» **Description of the task**
Return the listing word for word, as given.

***** Dataset content *****

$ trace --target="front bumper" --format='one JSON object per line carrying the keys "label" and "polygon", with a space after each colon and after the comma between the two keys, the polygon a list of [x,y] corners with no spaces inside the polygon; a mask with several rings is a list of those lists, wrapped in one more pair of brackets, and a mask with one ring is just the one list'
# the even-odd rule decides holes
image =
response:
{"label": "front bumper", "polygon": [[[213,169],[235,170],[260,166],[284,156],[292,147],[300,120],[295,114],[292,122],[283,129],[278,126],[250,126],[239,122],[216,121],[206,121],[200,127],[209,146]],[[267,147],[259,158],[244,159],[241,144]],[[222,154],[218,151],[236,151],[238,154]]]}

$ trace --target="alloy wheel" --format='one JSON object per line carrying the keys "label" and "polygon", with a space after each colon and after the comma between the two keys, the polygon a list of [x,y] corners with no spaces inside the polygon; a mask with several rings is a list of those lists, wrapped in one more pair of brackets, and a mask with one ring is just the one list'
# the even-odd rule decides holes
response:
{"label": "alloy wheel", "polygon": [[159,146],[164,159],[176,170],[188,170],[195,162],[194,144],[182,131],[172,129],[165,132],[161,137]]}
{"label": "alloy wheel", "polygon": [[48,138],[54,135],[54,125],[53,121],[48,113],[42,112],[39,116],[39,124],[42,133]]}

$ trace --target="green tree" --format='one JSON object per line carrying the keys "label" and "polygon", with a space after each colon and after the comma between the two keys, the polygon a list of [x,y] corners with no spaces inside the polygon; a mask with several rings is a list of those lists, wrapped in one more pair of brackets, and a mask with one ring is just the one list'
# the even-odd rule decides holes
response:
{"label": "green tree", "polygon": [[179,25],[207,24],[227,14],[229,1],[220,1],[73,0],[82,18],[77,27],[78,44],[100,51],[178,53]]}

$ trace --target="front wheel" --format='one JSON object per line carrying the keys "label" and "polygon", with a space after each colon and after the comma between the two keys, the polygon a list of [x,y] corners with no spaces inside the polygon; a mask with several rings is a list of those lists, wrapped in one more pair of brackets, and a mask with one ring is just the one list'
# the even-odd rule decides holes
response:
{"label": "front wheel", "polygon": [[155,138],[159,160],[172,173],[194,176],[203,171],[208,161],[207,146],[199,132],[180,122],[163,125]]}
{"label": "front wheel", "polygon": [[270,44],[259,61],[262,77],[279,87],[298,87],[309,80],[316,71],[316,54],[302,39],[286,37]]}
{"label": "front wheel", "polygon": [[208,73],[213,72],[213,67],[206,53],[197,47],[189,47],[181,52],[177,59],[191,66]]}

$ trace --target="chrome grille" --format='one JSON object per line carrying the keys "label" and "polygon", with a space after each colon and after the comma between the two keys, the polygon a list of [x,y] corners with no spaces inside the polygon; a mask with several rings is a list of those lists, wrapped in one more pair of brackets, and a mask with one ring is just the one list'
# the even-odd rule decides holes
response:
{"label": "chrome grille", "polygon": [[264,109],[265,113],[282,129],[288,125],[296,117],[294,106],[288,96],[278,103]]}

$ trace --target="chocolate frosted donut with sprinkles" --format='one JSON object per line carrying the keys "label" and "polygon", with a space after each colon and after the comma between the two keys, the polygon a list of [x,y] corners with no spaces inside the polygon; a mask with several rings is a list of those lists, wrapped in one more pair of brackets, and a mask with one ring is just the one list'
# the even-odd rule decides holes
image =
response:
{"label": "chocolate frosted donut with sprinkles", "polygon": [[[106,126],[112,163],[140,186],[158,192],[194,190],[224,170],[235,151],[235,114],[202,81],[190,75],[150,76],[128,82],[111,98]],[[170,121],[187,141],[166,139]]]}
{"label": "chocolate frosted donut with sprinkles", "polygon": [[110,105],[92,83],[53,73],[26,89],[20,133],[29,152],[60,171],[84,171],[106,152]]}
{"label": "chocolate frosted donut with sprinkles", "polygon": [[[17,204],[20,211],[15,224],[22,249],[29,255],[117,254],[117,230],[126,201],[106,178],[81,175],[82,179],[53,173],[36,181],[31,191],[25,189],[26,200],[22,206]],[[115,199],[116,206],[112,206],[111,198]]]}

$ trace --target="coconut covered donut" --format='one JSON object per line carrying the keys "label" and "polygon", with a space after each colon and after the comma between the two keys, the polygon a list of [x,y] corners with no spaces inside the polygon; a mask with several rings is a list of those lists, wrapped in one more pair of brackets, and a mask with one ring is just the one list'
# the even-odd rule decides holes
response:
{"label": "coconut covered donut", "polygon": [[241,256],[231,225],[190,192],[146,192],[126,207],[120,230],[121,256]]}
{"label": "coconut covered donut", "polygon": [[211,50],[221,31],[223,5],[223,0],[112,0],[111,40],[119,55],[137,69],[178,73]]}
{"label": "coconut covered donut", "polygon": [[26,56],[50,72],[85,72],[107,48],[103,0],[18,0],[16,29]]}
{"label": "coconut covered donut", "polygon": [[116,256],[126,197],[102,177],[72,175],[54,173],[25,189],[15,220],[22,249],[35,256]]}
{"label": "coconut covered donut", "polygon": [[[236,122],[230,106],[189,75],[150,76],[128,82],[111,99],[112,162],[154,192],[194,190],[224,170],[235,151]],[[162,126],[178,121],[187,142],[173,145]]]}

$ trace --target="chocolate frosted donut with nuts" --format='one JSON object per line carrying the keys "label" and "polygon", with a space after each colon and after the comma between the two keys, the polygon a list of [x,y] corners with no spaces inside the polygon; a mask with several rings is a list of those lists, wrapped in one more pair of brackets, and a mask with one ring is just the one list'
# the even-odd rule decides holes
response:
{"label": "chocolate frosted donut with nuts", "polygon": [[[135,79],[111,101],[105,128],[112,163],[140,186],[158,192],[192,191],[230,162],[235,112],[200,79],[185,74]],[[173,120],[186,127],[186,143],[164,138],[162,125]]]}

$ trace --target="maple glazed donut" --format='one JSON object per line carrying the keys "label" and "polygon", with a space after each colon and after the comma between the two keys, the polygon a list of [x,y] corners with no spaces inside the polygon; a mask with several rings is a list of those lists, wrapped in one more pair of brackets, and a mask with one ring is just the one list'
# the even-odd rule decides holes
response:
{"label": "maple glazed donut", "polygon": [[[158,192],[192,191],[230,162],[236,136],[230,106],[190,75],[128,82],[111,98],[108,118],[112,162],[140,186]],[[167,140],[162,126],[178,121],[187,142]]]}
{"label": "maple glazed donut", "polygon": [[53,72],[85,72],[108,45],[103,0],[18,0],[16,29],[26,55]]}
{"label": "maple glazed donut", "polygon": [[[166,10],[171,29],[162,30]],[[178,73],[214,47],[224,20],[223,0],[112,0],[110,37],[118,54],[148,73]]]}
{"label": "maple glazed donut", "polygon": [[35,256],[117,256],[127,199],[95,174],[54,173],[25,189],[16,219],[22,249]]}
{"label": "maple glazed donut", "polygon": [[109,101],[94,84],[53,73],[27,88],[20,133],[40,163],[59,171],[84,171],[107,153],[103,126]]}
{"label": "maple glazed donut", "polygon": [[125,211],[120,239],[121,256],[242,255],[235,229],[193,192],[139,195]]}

*****

» **Output**
$ trace --target="front bumper" --format='one JSON object per line carrying the keys "label" and "polygon", with a space after each colon and after the comma between the two keys, the polygon a list of [x,y] corners with no spaces inside the polygon; a mask with several rings is a list of those lists, wrapped in one more pair of brackets, and a mask with one ring is just the one list'
# the even-odd rule decides holes
image =
response:
{"label": "front bumper", "polygon": [[[213,169],[235,170],[260,166],[284,156],[292,147],[300,120],[295,114],[292,122],[283,129],[278,126],[250,126],[239,122],[216,121],[206,121],[200,127],[209,146]],[[267,147],[259,158],[244,159],[241,144]],[[222,154],[218,151],[236,151],[238,154]]]}

$ trace --target="alloy wheel" --format='one JSON object per line carrying the keys "label" and "polygon", with a space after each colon and after the comma between the two keys, the polygon a list of [x,y] corners with no spaces inside the polygon; a mask with several rings is a list of those lists, wrapped in one more pair of brackets, and a mask with one ring is just the one list'
# the even-odd rule decides holes
response:
{"label": "alloy wheel", "polygon": [[159,146],[164,159],[176,170],[188,170],[195,162],[194,144],[182,131],[172,129],[165,132],[161,137]]}
{"label": "alloy wheel", "polygon": [[48,138],[54,135],[54,125],[53,121],[48,113],[42,112],[39,116],[39,124],[42,133]]}

$ trace --target="green tree" --format='one JSON object per line carrying the keys "label" and "polygon", with a space after each colon and after the comma between the two keys, the polygon a list of [x,y] corners with no spaces inside the polygon; a mask with several rings is a list of those lists, wrapped in one more pair of brackets, and a mask with one ring is just the one list'
# the even-odd rule decides holes
response:
{"label": "green tree", "polygon": [[179,25],[207,24],[227,14],[229,1],[220,1],[73,0],[82,18],[77,27],[78,44],[100,51],[178,53]]}

$ trace --target="front wheel" --format='one JSON object per line carrying the keys "label" and "polygon", with a space after each colon and after the comma between the two keys, the polygon a list of [x,y] corners with no spaces inside the polygon; a mask with several rings is a list of those lists, wrapped in one more pair of brackets, and a mask with one ring is just the one list'
# the even-odd rule decides holes
response:
{"label": "front wheel", "polygon": [[155,138],[159,160],[172,173],[194,176],[203,171],[208,161],[207,146],[199,132],[180,122],[163,125]]}
{"label": "front wheel", "polygon": [[270,44],[259,61],[262,77],[279,87],[298,87],[309,80],[316,71],[316,54],[302,39],[286,37]]}
{"label": "front wheel", "polygon": [[208,73],[213,72],[213,67],[206,53],[197,47],[189,47],[181,52],[177,59],[191,66]]}

$ trace --target="chrome grille" --format='one JSON object per line carrying the keys "label" and "polygon", with a space after each colon and after the comma between the two keys, the polygon a list of [x,y] corners with no spaces inside the polygon; a mask with several rings is a list of those lists, wrapped in one more pair of brackets, and a mask with one ring is just the one list'
# the even-odd rule decides holes
response:
{"label": "chrome grille", "polygon": [[264,109],[265,113],[282,129],[288,125],[296,117],[294,106],[288,96],[278,103]]}

$ trace --target="chocolate frosted donut with sprinkles" --format='one JSON object per line carrying the keys "label" and "polygon", with a space after each colon and after the comma between the two keys, the polygon a list of [x,y] corners with no spaces inside the polygon; a mask with several rings is a list of those lists, wrapped in one more pair of brackets, and a mask with one ring is just the one list'
# the even-odd rule decides holes
image =
response:
{"label": "chocolate frosted donut with sprinkles", "polygon": [[[106,126],[112,163],[140,186],[158,192],[194,190],[224,170],[235,151],[235,114],[202,81],[190,75],[150,76],[128,82],[111,98]],[[170,121],[187,141],[166,139]]]}
{"label": "chocolate frosted donut with sprinkles", "polygon": [[110,105],[92,83],[53,73],[26,89],[20,133],[29,152],[60,171],[84,171],[106,152]]}
{"label": "chocolate frosted donut with sprinkles", "polygon": [[[17,204],[20,211],[15,224],[22,249],[29,255],[117,254],[117,230],[126,201],[106,178],[81,175],[82,179],[53,173],[36,181],[31,191],[25,189],[26,200],[22,206]],[[115,199],[116,206],[112,206],[111,198]]]}

$ trace --target="coconut covered donut" --format='one JSON object per line carrying the keys "label" and "polygon", with a space after each colon and after the comma between the two keys, the polygon a list of [x,y] corners with no spaces inside the polygon; a mask with several rings is a list of those lists, wrapped in one more pair of brackets, and a mask with one ring is just the one list'
# the even-odd rule decides holes
response:
{"label": "coconut covered donut", "polygon": [[241,256],[231,225],[190,192],[146,192],[126,207],[120,230],[121,256]]}
{"label": "coconut covered donut", "polygon": [[211,50],[221,31],[223,5],[223,0],[112,0],[111,40],[119,55],[137,69],[178,73]]}
{"label": "coconut covered donut", "polygon": [[26,56],[50,72],[85,72],[107,48],[103,0],[18,0],[16,29]]}
{"label": "coconut covered donut", "polygon": [[116,256],[126,197],[102,177],[72,175],[54,173],[25,189],[15,220],[22,249],[35,256]]}
{"label": "coconut covered donut", "polygon": [[[236,122],[230,106],[189,75],[150,76],[128,82],[111,99],[112,162],[154,192],[194,190],[224,170],[235,151]],[[162,126],[178,121],[187,142],[173,145]]]}

$ trace --target="chocolate frosted donut with nuts" --format='one JSON object per line carrying the keys "label" and "polygon", with a space after each colon and after the comma between the two keys, the polygon a list of [x,y] corners with no spaces inside the polygon; a mask with several rings is a list of those lists, wrapped in one more pair of brackets, and a mask with one ring is just the one list'
# the even-odd rule decides holes
response:
{"label": "chocolate frosted donut with nuts", "polygon": [[[135,79],[111,101],[105,128],[112,163],[140,186],[158,192],[192,191],[230,162],[235,112],[200,79],[185,74]],[[173,120],[186,127],[186,143],[164,138],[162,125]]]}

$ trace --target="maple glazed donut" --format='one JSON object per line carrying the keys "label" and "polygon", with a space after each colon and after the comma between the two keys, the polygon a list of [x,y] corners with no spaces inside the polygon; a mask with several rings is a list of those lists, wrapped in one more pair of brackets, and a mask with one ring is just the one list'
# the even-odd rule decides holes
response:
{"label": "maple glazed donut", "polygon": [[[158,192],[192,191],[230,162],[236,136],[230,106],[190,75],[128,82],[111,98],[108,118],[112,162],[140,186]],[[167,140],[162,126],[178,121],[187,142]]]}
{"label": "maple glazed donut", "polygon": [[53,72],[85,72],[108,45],[103,0],[18,0],[16,29],[26,55]]}
{"label": "maple glazed donut", "polygon": [[[166,10],[171,29],[162,30]],[[178,73],[214,47],[224,20],[223,0],[112,0],[110,37],[118,54],[148,73]]]}
{"label": "maple glazed donut", "polygon": [[35,256],[117,256],[127,199],[95,174],[54,173],[25,189],[16,219],[22,249]]}
{"label": "maple glazed donut", "polygon": [[109,101],[94,84],[53,73],[27,88],[20,133],[40,163],[59,171],[84,171],[107,153],[103,126]]}
{"label": "maple glazed donut", "polygon": [[125,211],[120,239],[121,256],[242,255],[235,229],[193,192],[139,195]]}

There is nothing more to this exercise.